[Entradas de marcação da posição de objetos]
┌────────
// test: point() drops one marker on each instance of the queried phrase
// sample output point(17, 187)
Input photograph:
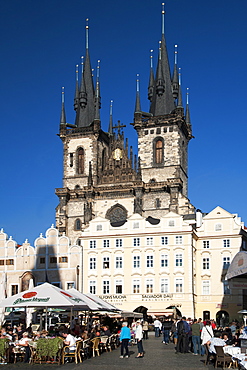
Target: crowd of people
point(192, 336)
point(187, 335)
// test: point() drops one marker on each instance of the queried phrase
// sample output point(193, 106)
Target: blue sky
point(42, 41)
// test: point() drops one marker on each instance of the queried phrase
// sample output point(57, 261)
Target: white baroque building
point(174, 261)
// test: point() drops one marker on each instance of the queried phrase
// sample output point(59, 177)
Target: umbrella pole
point(71, 311)
point(46, 318)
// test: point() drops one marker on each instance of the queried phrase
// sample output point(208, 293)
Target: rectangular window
point(206, 287)
point(106, 286)
point(136, 286)
point(226, 262)
point(136, 242)
point(92, 286)
point(92, 263)
point(14, 289)
point(119, 287)
point(179, 239)
point(106, 243)
point(164, 260)
point(164, 286)
point(226, 288)
point(149, 286)
point(92, 244)
point(150, 261)
point(164, 240)
point(136, 262)
point(179, 285)
point(205, 263)
point(226, 243)
point(106, 262)
point(179, 260)
point(119, 243)
point(70, 285)
point(63, 259)
point(119, 262)
point(150, 240)
point(10, 262)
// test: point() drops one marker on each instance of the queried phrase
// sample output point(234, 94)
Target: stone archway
point(117, 213)
point(25, 279)
point(222, 318)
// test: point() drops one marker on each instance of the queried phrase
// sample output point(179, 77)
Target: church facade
point(125, 228)
point(102, 177)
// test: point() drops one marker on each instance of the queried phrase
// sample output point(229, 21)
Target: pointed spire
point(110, 131)
point(139, 173)
point(82, 94)
point(162, 101)
point(138, 103)
point(90, 176)
point(187, 114)
point(180, 100)
point(97, 94)
point(151, 78)
point(85, 113)
point(63, 115)
point(175, 81)
point(76, 98)
point(131, 156)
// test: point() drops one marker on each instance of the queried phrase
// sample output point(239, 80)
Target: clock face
point(117, 154)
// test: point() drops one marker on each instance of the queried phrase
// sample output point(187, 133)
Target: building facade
point(102, 177)
point(155, 264)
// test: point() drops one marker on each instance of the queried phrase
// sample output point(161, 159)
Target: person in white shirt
point(24, 342)
point(157, 327)
point(215, 341)
point(139, 337)
point(69, 341)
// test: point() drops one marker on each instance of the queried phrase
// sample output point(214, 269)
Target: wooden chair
point(79, 351)
point(104, 343)
point(221, 357)
point(209, 355)
point(19, 353)
point(95, 346)
point(67, 353)
point(86, 348)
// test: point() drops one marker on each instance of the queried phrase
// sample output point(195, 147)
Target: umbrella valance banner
point(45, 295)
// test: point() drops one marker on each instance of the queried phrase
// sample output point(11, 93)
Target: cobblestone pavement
point(156, 353)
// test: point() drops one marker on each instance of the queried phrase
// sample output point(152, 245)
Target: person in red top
point(213, 324)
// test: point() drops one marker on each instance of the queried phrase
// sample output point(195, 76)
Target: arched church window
point(80, 161)
point(77, 224)
point(116, 213)
point(103, 158)
point(158, 151)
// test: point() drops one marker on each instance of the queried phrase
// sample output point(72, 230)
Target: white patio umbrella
point(45, 295)
point(93, 306)
point(29, 310)
point(2, 296)
point(104, 305)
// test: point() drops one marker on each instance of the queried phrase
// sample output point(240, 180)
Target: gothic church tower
point(101, 175)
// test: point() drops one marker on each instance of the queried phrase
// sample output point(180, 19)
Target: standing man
point(183, 339)
point(125, 336)
point(166, 328)
point(196, 337)
point(139, 339)
point(157, 327)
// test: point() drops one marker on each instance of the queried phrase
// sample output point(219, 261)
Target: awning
point(238, 266)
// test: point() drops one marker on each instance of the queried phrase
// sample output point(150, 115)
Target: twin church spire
point(164, 91)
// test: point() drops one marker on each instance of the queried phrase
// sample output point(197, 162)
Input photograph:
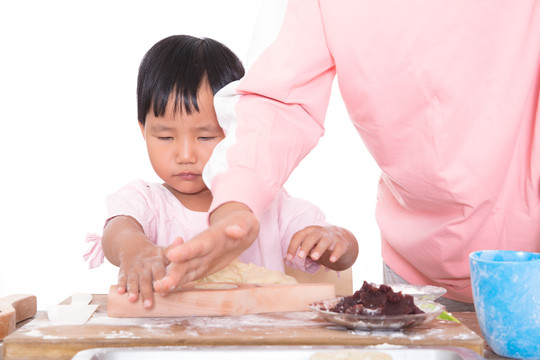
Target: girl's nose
point(186, 153)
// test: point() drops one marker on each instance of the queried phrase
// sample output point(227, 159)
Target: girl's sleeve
point(295, 214)
point(278, 118)
point(132, 200)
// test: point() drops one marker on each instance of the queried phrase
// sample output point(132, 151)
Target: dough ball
point(346, 354)
point(239, 272)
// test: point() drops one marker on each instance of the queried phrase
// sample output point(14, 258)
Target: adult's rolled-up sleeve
point(274, 116)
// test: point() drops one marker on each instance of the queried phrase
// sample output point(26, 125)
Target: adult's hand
point(233, 228)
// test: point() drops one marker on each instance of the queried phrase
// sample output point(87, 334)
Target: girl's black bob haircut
point(178, 65)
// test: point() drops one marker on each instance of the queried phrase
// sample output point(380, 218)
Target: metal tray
point(377, 322)
point(271, 353)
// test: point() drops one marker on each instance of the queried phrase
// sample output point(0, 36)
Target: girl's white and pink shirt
point(445, 96)
point(164, 218)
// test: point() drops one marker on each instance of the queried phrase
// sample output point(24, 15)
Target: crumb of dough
point(346, 354)
point(239, 272)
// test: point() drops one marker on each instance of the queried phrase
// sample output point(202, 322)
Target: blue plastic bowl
point(506, 292)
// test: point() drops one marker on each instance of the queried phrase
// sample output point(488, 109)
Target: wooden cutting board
point(218, 299)
point(40, 339)
point(14, 309)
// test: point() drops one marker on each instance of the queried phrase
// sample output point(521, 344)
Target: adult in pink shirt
point(444, 94)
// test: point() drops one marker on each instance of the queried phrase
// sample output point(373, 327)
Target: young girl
point(178, 78)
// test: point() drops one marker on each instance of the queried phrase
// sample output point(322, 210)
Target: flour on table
point(350, 355)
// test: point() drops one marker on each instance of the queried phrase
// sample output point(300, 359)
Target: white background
point(69, 134)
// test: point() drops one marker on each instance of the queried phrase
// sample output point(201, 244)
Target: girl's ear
point(142, 129)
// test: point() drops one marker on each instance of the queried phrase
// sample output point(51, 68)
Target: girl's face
point(179, 146)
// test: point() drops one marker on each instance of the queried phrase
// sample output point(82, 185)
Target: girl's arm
point(140, 261)
point(331, 246)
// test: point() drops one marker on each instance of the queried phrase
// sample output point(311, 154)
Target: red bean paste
point(373, 300)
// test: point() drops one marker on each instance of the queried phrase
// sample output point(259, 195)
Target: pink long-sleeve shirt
point(445, 96)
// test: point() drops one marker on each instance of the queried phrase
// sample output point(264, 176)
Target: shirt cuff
point(244, 186)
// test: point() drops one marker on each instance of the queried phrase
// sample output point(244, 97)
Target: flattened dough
point(239, 272)
point(350, 355)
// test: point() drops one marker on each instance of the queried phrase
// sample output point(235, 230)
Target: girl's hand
point(139, 267)
point(331, 246)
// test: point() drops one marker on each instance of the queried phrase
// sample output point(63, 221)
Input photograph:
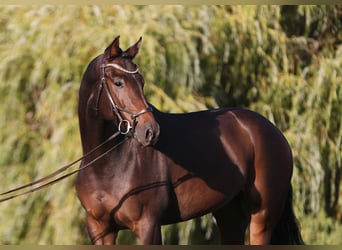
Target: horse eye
point(118, 84)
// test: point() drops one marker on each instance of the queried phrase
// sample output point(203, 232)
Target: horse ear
point(113, 49)
point(132, 51)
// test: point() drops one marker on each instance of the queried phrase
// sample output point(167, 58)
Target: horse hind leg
point(232, 221)
point(99, 233)
point(148, 230)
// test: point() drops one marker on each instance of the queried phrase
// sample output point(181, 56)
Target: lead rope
point(60, 170)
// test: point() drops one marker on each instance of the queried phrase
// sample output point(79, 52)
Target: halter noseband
point(124, 125)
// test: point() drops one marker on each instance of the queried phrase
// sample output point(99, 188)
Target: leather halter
point(124, 125)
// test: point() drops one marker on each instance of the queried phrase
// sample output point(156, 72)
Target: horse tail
point(287, 230)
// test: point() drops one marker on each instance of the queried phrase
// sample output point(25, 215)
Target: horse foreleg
point(148, 231)
point(232, 221)
point(99, 233)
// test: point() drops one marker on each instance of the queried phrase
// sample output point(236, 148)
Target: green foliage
point(282, 61)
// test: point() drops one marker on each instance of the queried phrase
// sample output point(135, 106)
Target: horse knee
point(260, 228)
point(148, 231)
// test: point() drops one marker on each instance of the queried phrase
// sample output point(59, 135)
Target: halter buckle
point(124, 124)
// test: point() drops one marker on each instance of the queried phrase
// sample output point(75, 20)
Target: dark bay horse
point(166, 168)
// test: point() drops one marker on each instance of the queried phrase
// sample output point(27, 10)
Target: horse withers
point(167, 168)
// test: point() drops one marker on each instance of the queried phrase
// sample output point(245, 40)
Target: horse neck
point(93, 128)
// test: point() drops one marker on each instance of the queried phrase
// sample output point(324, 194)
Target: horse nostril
point(149, 135)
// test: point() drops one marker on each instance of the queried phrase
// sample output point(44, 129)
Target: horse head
point(120, 94)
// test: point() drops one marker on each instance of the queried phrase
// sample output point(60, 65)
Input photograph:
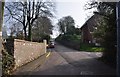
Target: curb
point(31, 66)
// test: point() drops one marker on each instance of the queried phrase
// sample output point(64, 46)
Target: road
point(65, 61)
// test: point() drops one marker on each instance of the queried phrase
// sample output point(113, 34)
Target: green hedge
point(7, 63)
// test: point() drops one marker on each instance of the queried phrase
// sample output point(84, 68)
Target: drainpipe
point(118, 38)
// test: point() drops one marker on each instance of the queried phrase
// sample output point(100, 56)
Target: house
point(88, 28)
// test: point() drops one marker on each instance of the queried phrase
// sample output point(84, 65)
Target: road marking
point(48, 54)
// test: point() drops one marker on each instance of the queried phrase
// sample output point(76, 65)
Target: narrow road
point(65, 61)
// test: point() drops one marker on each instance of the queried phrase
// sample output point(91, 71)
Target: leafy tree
point(42, 26)
point(66, 25)
point(107, 28)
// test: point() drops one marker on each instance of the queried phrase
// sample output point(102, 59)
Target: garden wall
point(25, 51)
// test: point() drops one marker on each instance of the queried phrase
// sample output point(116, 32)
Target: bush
point(7, 63)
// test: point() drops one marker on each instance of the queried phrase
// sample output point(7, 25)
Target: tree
point(108, 27)
point(41, 27)
point(27, 12)
point(66, 25)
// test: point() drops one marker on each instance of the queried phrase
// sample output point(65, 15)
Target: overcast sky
point(74, 8)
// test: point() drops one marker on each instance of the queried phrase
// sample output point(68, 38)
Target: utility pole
point(118, 38)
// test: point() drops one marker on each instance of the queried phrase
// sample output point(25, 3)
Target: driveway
point(65, 61)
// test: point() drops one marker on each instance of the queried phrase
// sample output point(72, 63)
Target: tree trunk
point(25, 33)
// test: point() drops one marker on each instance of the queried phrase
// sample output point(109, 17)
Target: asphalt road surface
point(65, 61)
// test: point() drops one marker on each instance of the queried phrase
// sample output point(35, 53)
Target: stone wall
point(25, 51)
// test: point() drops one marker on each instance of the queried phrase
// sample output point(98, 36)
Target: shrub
point(8, 63)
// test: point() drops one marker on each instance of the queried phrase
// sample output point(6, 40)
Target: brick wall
point(25, 51)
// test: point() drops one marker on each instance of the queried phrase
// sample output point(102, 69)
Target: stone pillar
point(45, 44)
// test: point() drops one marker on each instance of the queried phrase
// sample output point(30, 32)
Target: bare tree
point(27, 12)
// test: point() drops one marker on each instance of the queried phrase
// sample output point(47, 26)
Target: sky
point(74, 8)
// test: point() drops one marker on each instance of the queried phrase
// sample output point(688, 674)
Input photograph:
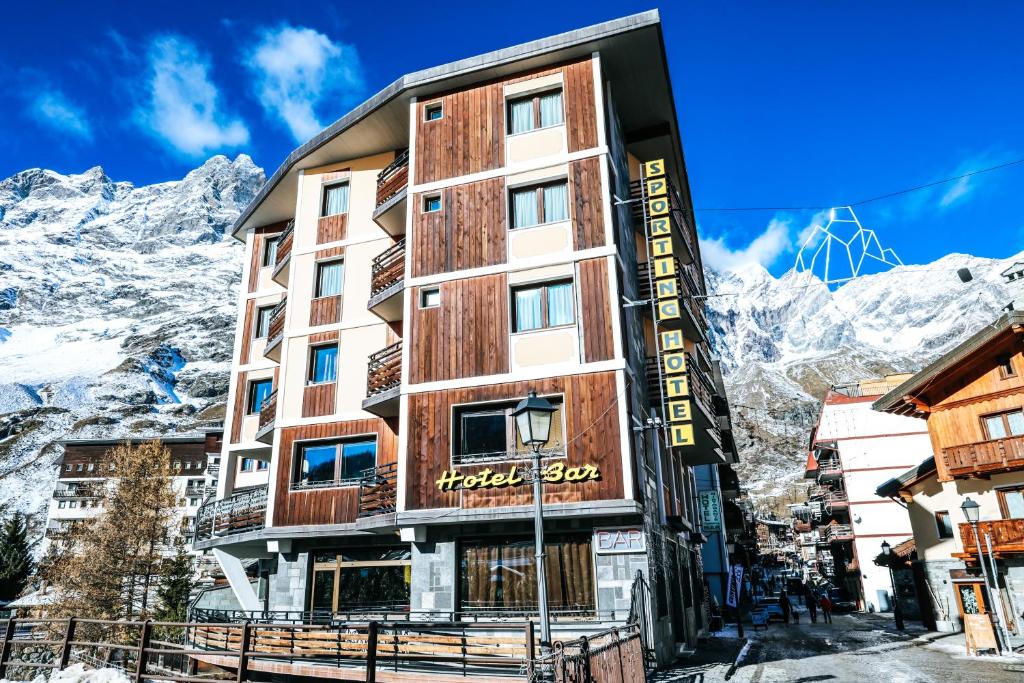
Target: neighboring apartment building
point(85, 471)
point(973, 401)
point(853, 450)
point(471, 232)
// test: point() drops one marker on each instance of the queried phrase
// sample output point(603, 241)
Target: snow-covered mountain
point(784, 340)
point(117, 310)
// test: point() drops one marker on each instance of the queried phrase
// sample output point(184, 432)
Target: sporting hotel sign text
point(668, 300)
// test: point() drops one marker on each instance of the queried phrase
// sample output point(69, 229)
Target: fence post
point(372, 652)
point(69, 637)
point(244, 652)
point(143, 644)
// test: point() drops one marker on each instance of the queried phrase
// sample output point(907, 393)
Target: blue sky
point(781, 104)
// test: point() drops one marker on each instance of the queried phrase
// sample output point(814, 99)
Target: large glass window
point(501, 574)
point(334, 462)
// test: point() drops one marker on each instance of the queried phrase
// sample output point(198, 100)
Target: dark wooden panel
point(466, 336)
point(326, 506)
point(468, 232)
point(587, 203)
point(592, 434)
point(318, 399)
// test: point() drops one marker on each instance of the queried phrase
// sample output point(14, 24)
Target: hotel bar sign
point(672, 356)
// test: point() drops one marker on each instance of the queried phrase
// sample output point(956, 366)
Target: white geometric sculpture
point(843, 259)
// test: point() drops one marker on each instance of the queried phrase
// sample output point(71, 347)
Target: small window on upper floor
point(534, 112)
point(433, 112)
point(335, 200)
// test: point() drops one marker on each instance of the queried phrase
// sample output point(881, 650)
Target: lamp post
point(532, 420)
point(897, 613)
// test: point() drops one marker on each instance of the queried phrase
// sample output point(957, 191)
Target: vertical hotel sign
point(672, 356)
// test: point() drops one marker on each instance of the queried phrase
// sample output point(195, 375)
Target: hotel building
point(472, 232)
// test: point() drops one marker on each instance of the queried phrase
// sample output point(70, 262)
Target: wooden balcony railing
point(393, 178)
point(1007, 537)
point(388, 267)
point(384, 370)
point(999, 455)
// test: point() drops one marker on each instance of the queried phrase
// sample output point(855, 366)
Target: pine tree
point(114, 562)
point(15, 557)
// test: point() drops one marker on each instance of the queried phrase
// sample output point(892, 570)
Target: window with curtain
point(330, 279)
point(540, 306)
point(335, 200)
point(323, 364)
point(548, 203)
point(501, 574)
point(534, 112)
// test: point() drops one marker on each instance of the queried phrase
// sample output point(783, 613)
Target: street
point(856, 648)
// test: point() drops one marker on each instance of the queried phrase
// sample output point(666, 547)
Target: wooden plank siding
point(326, 506)
point(592, 433)
point(466, 336)
point(470, 135)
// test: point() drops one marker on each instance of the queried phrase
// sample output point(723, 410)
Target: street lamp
point(887, 551)
point(532, 420)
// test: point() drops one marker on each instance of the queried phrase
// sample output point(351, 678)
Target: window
point(944, 524)
point(258, 392)
point(263, 315)
point(335, 200)
point(270, 251)
point(430, 297)
point(540, 306)
point(433, 112)
point(532, 112)
point(323, 364)
point(335, 462)
point(330, 279)
point(540, 204)
point(501, 574)
point(1003, 425)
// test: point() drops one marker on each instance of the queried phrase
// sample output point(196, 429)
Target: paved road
point(856, 648)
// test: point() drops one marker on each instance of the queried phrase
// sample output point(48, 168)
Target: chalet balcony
point(983, 459)
point(392, 186)
point(267, 414)
point(387, 279)
point(275, 332)
point(383, 381)
point(245, 511)
point(284, 264)
point(1007, 537)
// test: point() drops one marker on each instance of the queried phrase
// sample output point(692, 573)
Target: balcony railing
point(1007, 537)
point(393, 178)
point(245, 511)
point(384, 370)
point(388, 267)
point(985, 457)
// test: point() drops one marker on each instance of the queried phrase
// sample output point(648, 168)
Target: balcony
point(383, 381)
point(387, 275)
point(1007, 537)
point(985, 458)
point(245, 511)
point(267, 414)
point(284, 263)
point(389, 211)
point(275, 332)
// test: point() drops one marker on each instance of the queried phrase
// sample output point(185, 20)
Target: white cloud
point(181, 108)
point(296, 69)
point(52, 109)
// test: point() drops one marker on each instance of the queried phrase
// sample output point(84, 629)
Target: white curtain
point(524, 208)
point(560, 304)
point(527, 310)
point(337, 200)
point(522, 116)
point(556, 203)
point(551, 109)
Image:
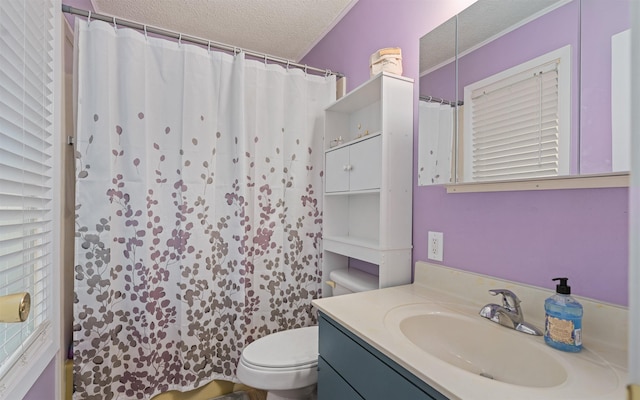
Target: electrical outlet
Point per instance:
(435, 246)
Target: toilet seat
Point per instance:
(285, 349)
(281, 361)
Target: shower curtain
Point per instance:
(198, 210)
(436, 131)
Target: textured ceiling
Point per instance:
(480, 22)
(283, 28)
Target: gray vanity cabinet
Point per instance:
(349, 368)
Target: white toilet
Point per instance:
(285, 363)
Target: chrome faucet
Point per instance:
(508, 314)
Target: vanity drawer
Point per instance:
(370, 373)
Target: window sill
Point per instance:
(612, 180)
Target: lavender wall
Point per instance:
(528, 237)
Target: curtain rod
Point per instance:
(192, 39)
(432, 99)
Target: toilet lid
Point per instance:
(290, 348)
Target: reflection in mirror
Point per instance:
(436, 114)
(605, 92)
(526, 60)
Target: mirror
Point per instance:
(565, 61)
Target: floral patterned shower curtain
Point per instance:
(198, 210)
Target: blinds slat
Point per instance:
(516, 128)
(530, 89)
(549, 135)
(516, 156)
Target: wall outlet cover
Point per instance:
(435, 246)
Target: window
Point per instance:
(517, 122)
(27, 181)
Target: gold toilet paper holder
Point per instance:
(15, 307)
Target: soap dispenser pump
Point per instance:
(563, 319)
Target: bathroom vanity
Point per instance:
(350, 369)
(427, 341)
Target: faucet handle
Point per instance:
(509, 299)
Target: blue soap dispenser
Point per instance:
(563, 319)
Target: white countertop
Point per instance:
(364, 314)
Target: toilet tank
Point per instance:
(351, 280)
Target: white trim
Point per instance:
(599, 181)
(634, 207)
(21, 377)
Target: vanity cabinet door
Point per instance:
(370, 373)
(333, 386)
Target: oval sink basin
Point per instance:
(480, 348)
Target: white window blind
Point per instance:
(26, 176)
(518, 127)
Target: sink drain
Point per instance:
(486, 375)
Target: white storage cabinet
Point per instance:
(368, 179)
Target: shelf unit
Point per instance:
(368, 179)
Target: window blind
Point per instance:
(26, 165)
(515, 125)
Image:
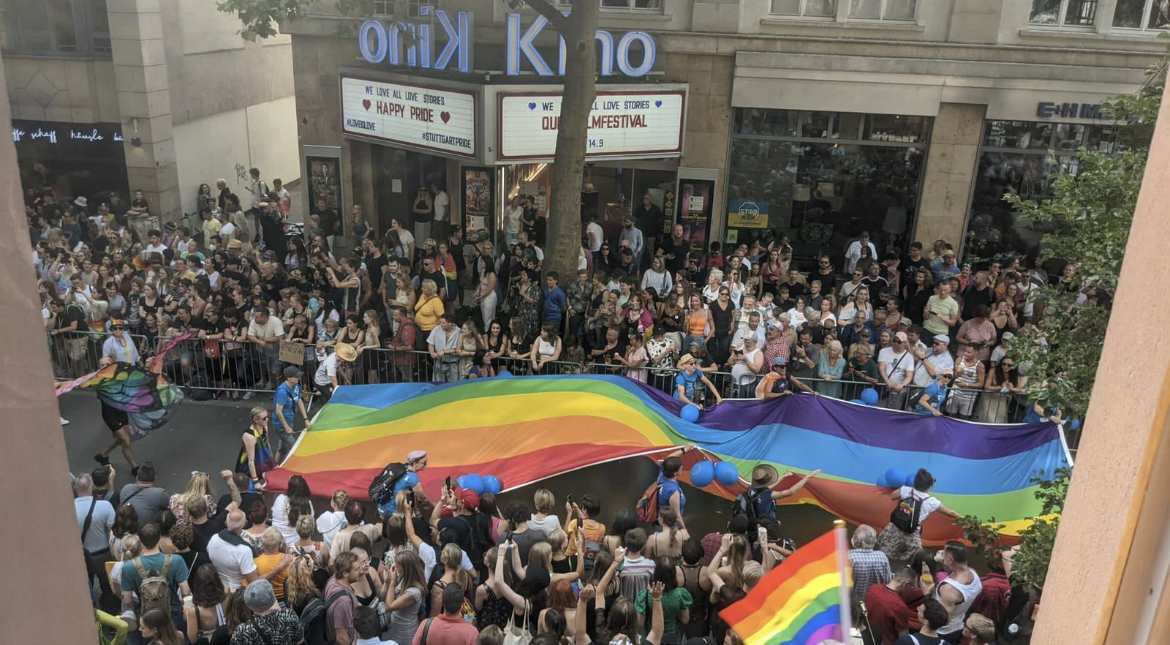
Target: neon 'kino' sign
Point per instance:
(411, 45)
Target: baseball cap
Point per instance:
(470, 498)
(260, 596)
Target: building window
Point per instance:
(1023, 158)
(821, 178)
(648, 6)
(883, 9)
(61, 27)
(1142, 14)
(814, 8)
(1064, 13)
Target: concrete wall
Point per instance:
(226, 144)
(67, 90)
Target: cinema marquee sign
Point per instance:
(404, 43)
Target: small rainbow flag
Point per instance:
(805, 601)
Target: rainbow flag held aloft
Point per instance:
(805, 601)
(524, 430)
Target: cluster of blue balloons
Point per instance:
(703, 473)
(895, 478)
(480, 484)
(868, 397)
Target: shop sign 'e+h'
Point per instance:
(411, 45)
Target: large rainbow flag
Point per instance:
(805, 601)
(527, 429)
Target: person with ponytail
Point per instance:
(668, 541)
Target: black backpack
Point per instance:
(314, 621)
(906, 514)
(745, 505)
(382, 488)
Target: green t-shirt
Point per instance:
(936, 304)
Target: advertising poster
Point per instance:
(745, 213)
(477, 199)
(695, 212)
(621, 124)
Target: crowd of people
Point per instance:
(752, 320)
(250, 568)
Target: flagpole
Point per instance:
(842, 571)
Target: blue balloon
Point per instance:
(869, 396)
(725, 473)
(894, 478)
(474, 482)
(702, 474)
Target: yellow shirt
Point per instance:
(266, 563)
(427, 311)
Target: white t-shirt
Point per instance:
(327, 370)
(281, 519)
(597, 235)
(233, 562)
(929, 503)
(329, 523)
(548, 525)
(897, 365)
(442, 206)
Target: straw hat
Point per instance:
(346, 352)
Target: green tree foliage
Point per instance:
(1030, 563)
(1089, 215)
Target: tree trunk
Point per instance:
(564, 228)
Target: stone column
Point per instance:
(951, 165)
(49, 604)
(144, 102)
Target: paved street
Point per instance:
(202, 436)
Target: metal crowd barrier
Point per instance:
(233, 369)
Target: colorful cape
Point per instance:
(148, 398)
(527, 429)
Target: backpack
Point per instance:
(382, 488)
(906, 514)
(592, 544)
(314, 621)
(647, 506)
(153, 591)
(747, 505)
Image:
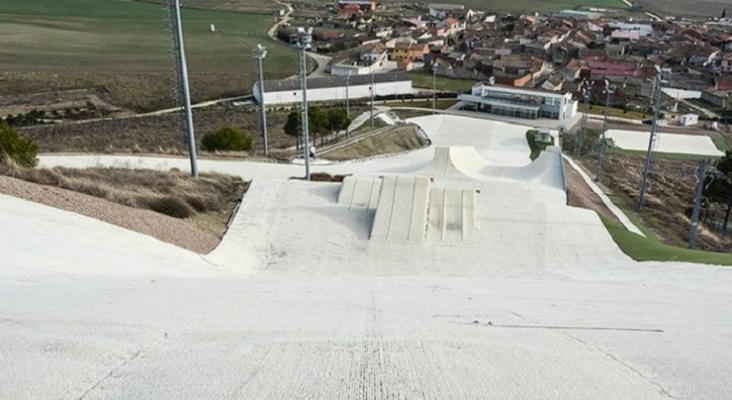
└────────
■ **Exercício**: Transcreva, sem alterações, a listagem desde a primeira linha até a linha que contém "point(222, 318)", incluindo as duas. Deixe as imagens de fora da transcrição.

■ **Resolução**:
// test: point() drops one marker on each instance of the queried phrase
// sample output point(17, 187)
Input photograph:
Target: crowd of people
point(192, 336)
point(187, 335)
// test: point() drops one marker on each instance of the queried phrase
// sample output point(193, 106)
Target: blue sky
point(42, 41)
// test: point() drops one marker on each instance of the queried phrase
// sample output point(57, 261)
Target: white baroque building
point(174, 261)
// test: point() drops one marker on each instance of the queried phrase
// sample output point(59, 177)
Target: umbrella pole
point(71, 311)
point(46, 318)
// test: point() drops one marker on each instance of the queried phrase
// sample output point(208, 293)
Target: rectangular window
point(206, 287)
point(106, 286)
point(136, 286)
point(226, 262)
point(136, 242)
point(92, 286)
point(92, 263)
point(14, 289)
point(119, 287)
point(179, 239)
point(106, 243)
point(164, 260)
point(164, 286)
point(226, 288)
point(149, 286)
point(92, 244)
point(150, 261)
point(164, 240)
point(136, 262)
point(179, 285)
point(205, 263)
point(226, 243)
point(106, 262)
point(179, 260)
point(119, 243)
point(70, 285)
point(63, 259)
point(119, 262)
point(150, 240)
point(10, 262)
// test: point() drops one marker on each instance of the queried phrase
// sample output point(234, 94)
Target: stone archway
point(117, 213)
point(25, 279)
point(222, 318)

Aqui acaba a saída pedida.